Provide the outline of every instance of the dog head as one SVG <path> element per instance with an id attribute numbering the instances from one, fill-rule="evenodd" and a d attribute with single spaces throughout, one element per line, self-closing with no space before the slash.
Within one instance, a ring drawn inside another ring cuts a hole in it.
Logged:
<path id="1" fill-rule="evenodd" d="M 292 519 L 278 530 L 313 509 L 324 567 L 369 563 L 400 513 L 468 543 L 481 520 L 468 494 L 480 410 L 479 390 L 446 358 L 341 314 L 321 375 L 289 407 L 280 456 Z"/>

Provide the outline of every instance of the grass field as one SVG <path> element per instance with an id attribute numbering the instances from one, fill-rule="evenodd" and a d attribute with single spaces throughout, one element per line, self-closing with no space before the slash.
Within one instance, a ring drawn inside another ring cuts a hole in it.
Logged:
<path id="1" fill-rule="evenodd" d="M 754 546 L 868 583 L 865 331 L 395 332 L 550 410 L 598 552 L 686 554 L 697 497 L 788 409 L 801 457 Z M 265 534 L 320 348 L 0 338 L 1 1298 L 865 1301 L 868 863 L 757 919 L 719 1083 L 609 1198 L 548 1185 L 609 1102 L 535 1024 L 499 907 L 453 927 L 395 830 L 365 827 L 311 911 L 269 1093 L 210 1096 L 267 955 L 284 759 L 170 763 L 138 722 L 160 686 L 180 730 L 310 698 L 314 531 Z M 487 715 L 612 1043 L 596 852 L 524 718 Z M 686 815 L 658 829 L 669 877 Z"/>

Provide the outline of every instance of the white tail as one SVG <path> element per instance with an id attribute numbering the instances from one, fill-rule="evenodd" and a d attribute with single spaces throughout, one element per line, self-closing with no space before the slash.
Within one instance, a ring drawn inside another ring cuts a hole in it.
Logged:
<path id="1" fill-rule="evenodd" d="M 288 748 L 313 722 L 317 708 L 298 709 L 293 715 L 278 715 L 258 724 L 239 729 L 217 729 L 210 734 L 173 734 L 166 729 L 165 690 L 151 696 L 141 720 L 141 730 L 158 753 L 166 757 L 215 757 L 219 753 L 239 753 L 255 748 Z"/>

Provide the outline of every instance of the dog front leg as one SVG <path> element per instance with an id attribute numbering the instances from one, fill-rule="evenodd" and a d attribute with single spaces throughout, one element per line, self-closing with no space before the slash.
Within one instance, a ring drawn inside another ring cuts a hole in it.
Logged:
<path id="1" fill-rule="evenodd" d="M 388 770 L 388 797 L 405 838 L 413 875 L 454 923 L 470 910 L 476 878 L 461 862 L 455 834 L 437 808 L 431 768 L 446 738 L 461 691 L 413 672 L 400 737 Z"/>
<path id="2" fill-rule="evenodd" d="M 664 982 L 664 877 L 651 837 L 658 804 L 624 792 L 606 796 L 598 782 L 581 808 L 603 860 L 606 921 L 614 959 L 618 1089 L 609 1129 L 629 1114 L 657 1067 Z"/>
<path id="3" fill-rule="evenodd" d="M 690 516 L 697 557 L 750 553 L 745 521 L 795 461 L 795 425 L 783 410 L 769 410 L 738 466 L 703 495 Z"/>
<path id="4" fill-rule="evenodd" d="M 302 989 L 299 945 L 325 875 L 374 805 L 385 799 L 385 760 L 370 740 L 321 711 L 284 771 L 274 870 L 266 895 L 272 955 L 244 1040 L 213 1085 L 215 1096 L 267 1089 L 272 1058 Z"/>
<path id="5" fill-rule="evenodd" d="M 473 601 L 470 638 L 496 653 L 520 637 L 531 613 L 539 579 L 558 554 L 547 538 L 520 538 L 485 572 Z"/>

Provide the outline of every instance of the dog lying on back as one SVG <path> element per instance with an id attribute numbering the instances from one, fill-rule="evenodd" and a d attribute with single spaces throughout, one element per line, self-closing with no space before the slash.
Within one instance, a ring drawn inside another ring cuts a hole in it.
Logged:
----------
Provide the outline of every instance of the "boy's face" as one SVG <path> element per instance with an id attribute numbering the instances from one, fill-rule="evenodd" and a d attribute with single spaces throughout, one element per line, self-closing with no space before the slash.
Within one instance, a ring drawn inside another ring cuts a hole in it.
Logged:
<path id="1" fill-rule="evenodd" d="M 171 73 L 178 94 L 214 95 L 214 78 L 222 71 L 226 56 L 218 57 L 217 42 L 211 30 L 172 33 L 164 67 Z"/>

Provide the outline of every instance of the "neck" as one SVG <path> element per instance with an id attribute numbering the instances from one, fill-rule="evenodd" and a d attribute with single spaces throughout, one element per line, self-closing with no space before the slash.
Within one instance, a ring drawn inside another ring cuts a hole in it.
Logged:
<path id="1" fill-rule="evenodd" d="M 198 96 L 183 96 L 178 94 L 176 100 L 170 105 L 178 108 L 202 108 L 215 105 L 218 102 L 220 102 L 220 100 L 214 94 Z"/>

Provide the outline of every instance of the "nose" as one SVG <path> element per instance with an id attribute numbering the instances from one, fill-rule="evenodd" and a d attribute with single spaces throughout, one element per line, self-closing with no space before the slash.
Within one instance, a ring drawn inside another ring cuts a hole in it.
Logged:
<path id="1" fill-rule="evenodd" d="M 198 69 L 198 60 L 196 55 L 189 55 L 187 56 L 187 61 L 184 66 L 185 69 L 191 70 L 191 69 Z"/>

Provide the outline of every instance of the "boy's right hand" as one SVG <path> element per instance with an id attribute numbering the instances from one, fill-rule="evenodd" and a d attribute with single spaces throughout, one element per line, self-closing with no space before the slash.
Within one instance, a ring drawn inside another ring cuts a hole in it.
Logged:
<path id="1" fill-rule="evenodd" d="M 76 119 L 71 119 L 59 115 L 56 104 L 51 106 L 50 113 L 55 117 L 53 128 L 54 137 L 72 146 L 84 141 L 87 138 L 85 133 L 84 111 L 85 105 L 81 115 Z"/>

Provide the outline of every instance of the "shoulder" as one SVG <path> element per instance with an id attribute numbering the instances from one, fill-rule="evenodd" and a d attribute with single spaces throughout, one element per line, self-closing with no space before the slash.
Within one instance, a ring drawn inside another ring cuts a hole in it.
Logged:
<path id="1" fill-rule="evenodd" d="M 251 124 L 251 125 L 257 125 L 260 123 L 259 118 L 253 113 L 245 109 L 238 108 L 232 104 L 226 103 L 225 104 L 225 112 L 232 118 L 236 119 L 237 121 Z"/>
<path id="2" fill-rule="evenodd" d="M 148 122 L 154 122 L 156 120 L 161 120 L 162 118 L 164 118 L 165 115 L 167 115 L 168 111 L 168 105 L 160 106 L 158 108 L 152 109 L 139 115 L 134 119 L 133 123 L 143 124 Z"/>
----------
Copy the records above word for word, starting at the line that contains "Provide the outline of every instance of the dog head" and ending at the line that contains "292 519 L 278", both lines included.

Provide the outline of every instance of the dog head as one SVG <path> element per instance with an id attribute numbering the instances from one, fill-rule="evenodd" and a d attribute with single spaces throughout, one element per line, self-closing with no space before the slash.
Within one instance, a ring drawn inside another ring cuts a hole in it.
Logged:
<path id="1" fill-rule="evenodd" d="M 292 519 L 278 530 L 313 509 L 324 567 L 369 563 L 400 513 L 468 543 L 481 520 L 468 494 L 480 410 L 479 390 L 446 358 L 341 314 L 321 375 L 289 407 L 280 456 Z"/>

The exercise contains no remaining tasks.